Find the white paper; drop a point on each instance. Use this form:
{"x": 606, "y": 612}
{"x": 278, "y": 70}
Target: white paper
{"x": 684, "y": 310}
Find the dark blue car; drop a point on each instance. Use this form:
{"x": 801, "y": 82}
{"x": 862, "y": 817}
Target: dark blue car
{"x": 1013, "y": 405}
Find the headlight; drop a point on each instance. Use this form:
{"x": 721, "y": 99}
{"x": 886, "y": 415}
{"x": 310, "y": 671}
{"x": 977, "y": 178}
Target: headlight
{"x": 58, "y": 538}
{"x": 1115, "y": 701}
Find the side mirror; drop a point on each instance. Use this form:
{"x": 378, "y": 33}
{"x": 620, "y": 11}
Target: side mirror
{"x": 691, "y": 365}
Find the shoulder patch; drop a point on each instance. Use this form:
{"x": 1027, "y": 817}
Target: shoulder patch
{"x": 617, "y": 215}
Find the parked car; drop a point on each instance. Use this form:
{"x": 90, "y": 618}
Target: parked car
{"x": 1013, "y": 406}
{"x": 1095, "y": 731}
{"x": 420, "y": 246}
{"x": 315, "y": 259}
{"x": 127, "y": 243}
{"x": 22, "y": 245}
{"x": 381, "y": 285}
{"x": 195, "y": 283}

- WHAT THE EXERCISE ASKS
Reproduce the whole listing above exactly.

- RESULT OF THIS EXERCISE
Find the white paper; drop a point on each instance. Use this form:
{"x": 606, "y": 612}
{"x": 278, "y": 70}
Target: white paper
{"x": 684, "y": 310}
Find the dark blue car; drop a point on each instance. Use this form:
{"x": 801, "y": 82}
{"x": 862, "y": 817}
Target: dark blue car
{"x": 1013, "y": 405}
Find the headlight; drop a point on each instance. Use this form:
{"x": 721, "y": 99}
{"x": 886, "y": 415}
{"x": 310, "y": 671}
{"x": 977, "y": 178}
Target: headlight
{"x": 58, "y": 538}
{"x": 1115, "y": 701}
Find the side mirror; drop a point on each instance. Use this form:
{"x": 378, "y": 33}
{"x": 620, "y": 11}
Target: side mirror
{"x": 691, "y": 365}
Find the shoulder patch; drop a point on each instance. Use this form:
{"x": 1027, "y": 817}
Target: shoulder patch
{"x": 617, "y": 215}
Find the parked car; drop a point on each instance. Use this form:
{"x": 90, "y": 618}
Target: parked car
{"x": 1013, "y": 406}
{"x": 1095, "y": 731}
{"x": 420, "y": 246}
{"x": 315, "y": 259}
{"x": 127, "y": 243}
{"x": 22, "y": 245}
{"x": 381, "y": 285}
{"x": 195, "y": 283}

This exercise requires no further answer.